▸ Source text:
# A CGC title tonight



## Bellesdad0417 (May 18, 2014)

My boy Finn passed his CCG tonight! :cheers2:

I was worried for a moment because for a period of time there he just shut down on me and wouldn't go in a down. Then at the end when it was all over he started zoomie poodle and so I tackled him and everyone was like oh look their playing. Hell no i was holding on for dear life.


----------



## Beaches (Jan 25, 2014)

:biggrin1:Wow congratulations to you both. Yay Finn!


----------



## MollyMuiMa (Oct 13, 2012)

Congrats!!! You're a good boy Finn!!!!


----------



## SPGem (Jul 28, 2014)

Congratulations! That's a great accomplishment for you both!


----------



## Minnie (Apr 25, 2011)

OMG laughing with you seriously - poodles are just grand! Congratulations!!!


----------



## Charmed (Aug 4, 2014)

Good catch on the zoomie poodle! What perfect timing that he waited until after it was all over. Congratulations.


----------



## Chagall's mom (Jan 9, 2010)

*Congratulations!* :whoo: Loved reading about Finn's celebration zoomies afterwards, he earned it!:vroam:


----------



## Mfmst (Jun 18, 2014)

Congratulations to you both! I would be doing "zoomies" too!


----------

▸ Tasks to complete:
**A)** From the CGC thread, print the words beginning at "## Chagall's mom" and stopping after "(Jun 18, 2014)".
**B)** In the CGC thread, what did the poster do when Finn started his zoomies at the end?
**C)** List the usernames of everyone who replied to the first post in the CGC thread.

▸ Entries:
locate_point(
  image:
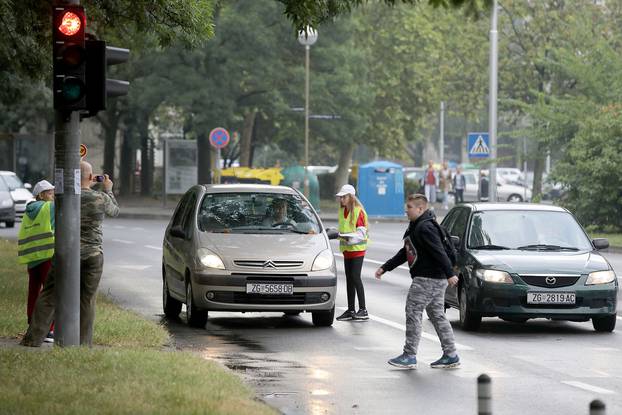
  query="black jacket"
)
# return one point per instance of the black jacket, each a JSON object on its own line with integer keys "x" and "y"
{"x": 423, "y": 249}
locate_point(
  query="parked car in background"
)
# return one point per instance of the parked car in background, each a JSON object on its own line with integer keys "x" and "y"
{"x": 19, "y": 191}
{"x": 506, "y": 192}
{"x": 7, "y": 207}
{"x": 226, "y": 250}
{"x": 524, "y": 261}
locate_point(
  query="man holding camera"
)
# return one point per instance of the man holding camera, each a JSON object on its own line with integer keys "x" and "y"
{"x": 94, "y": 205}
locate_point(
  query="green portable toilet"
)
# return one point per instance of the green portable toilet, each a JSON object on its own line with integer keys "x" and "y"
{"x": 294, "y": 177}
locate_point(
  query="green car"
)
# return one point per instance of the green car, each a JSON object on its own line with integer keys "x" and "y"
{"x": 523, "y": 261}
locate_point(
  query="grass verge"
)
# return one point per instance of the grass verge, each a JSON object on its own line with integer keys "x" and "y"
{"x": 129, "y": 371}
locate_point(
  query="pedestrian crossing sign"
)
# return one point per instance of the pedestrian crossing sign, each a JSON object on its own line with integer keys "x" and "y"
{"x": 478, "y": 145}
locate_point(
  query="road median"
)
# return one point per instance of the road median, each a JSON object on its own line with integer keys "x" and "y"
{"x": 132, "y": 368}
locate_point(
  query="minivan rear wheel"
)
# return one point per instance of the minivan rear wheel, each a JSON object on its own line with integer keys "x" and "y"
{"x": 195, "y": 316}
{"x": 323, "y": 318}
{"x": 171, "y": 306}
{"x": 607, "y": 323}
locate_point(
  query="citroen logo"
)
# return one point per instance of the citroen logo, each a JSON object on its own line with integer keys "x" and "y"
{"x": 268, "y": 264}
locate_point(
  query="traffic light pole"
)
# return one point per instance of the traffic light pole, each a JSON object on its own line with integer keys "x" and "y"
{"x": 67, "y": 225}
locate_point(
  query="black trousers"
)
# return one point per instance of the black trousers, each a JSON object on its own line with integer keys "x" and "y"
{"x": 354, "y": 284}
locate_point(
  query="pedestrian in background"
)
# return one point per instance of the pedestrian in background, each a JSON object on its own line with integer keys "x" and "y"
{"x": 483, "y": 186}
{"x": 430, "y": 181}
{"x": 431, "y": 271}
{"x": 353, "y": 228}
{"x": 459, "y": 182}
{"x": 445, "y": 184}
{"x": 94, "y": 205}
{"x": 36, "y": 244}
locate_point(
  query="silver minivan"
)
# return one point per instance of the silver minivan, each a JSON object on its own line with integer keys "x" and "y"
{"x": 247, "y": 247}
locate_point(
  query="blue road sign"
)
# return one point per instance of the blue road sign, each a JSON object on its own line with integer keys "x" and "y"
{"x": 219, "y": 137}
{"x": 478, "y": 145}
--
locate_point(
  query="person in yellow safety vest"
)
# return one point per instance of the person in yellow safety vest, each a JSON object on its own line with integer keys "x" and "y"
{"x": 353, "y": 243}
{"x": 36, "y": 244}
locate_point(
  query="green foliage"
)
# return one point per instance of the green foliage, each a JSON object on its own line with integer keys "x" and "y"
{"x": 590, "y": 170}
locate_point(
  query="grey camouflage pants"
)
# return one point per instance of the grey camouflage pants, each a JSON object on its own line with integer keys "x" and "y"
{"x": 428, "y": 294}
* * *
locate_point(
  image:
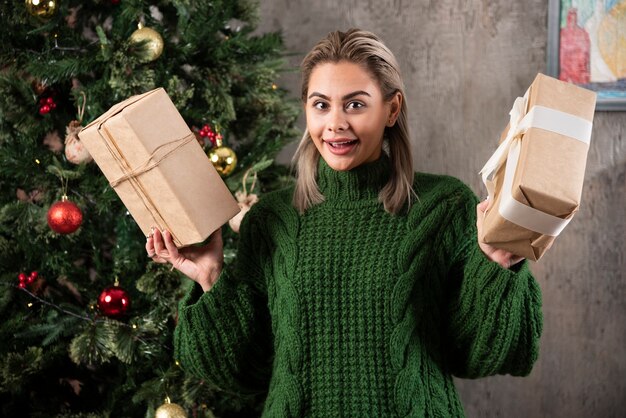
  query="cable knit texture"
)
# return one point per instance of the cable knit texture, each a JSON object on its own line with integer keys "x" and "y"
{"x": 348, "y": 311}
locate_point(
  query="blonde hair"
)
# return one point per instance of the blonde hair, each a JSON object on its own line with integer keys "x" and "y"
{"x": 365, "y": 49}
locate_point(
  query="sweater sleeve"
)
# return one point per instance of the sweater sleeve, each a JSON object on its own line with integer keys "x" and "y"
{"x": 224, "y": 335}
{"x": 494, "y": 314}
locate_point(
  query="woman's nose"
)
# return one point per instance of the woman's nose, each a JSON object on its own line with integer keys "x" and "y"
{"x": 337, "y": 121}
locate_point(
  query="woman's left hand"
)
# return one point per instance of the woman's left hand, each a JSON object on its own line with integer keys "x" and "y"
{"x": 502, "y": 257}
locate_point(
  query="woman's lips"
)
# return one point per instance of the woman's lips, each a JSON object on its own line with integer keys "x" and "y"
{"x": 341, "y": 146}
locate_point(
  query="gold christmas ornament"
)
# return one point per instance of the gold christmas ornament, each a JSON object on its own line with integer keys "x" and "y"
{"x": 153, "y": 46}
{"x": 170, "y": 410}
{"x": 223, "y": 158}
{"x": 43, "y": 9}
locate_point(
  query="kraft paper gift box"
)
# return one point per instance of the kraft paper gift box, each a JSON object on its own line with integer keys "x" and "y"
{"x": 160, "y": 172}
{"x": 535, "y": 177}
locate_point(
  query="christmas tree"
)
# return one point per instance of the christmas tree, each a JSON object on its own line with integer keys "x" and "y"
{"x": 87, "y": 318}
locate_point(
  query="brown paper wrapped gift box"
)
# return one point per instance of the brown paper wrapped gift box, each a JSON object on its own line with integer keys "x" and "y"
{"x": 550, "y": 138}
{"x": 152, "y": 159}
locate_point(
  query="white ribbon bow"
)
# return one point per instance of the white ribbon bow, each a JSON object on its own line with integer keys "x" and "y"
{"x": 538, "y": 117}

▸ The results:
**A)**
## Chagall's mom (Jan 9, 2010)

*Congratulations!* :whoo: Loved reading about Finn's celebration zoomies afterwards, he earned it!:vroam:


----------



## Mfmst (Jun 18, 2014)

**B)** The poster tackled him.

**C)**
Beaches
MollyMuiMa
SPGem
Minnie
Charmed
Chagall's mom
Mfmst